=== Reading passage ===
Insight to Transaction Analysis

Blessing Amaechi Written by Blessing Amaechi · 2 min read >

The principal role of accounting is to develop skills that will assist in providing information in decision-making.

The Corporate Financial Accounting course is divided into two major parts: Construction of Financial statement and Understanding & Analysis of financial statement. Transaction analysis is a very key element of a financial statement. If you are not able to do transactions very well, you may not know where to put the figures in each transaction.  You cannot construct a financial statement without the knowledge of how transactions are recorded. Always remember that we have basically five destinations to put these figures. They include Statements of financial position, Profit and loss account, Change in equity, Cash flow, and Notes to the accounts or financial statement. Understanding and Analysis of financial statements help you to make sense of the financial statement.

Business activities are all about transactions. A transaction is any event that has a financial impact on the business and can be measured reliably. It must have an economic impact. However, not all events qualify as transactions. You cannot give information without a figure attached to it. It is just information and does not qualify to be a transaction. For example, the Dangote Company carries different advertisements for Dangote sugar. If nobody buys the product, that means no transaction occurred and they would not record anything. A transaction can only occur if people buy and there is a figure attached to it. For example, Bolu bought 24 cartons of sugar at N2000 per carton on 19th April 2022.

Transactions provide objective information about the financial impact on a company. Every transaction has two sides: You give something, and you receive something. We look at both sides using the accounting equation.
===
Exercise requirements »
1. Answer these questions about the article on transaction analysis:
(a) What are the two major parts of the Corporate Financial Accounting course?
(b) How many cartons of sugar did Bolu buy, and at what price per carton?
(c) What are the two sides of every transaction?
2. Can you copy the part of the article on transaction analysis starting at "Blessing Amaechi Written" and ending at "information in decision-making."?
=== Information shown ===
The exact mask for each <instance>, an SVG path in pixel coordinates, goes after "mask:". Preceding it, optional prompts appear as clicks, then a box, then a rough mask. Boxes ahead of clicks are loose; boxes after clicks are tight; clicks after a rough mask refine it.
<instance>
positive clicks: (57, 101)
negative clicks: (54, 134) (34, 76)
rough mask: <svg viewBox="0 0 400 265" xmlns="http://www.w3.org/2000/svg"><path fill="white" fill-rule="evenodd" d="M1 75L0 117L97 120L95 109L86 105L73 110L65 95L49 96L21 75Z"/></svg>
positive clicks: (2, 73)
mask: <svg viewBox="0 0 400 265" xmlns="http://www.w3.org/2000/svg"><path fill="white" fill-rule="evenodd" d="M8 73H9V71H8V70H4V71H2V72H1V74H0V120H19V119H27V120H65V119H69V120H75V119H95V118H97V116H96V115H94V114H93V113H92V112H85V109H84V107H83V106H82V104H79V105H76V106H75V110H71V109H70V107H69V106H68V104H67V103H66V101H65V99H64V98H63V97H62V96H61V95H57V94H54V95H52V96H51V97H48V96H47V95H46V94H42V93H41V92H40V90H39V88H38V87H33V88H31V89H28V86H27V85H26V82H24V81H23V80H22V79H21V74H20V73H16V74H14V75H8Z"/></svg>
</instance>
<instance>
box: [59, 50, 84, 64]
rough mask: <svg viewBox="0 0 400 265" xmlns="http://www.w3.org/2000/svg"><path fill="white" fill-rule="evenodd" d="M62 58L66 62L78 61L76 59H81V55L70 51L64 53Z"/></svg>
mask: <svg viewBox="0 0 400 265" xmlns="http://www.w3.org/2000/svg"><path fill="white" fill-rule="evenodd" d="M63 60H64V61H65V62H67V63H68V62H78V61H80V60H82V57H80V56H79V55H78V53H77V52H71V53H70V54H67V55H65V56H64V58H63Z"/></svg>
===
Answer list »
1.
(a) Construction of Financial statement, and Understanding & Analysis of financial statement.
(b) 24 cartons at N2000 per carton.
(c) You give something, and you receive something.

2.
Blessing Amaechi Written by Blessing Amaechi · 2 min read >

The principal role of accounting is to develop skills that will assist in providing information in decision-making.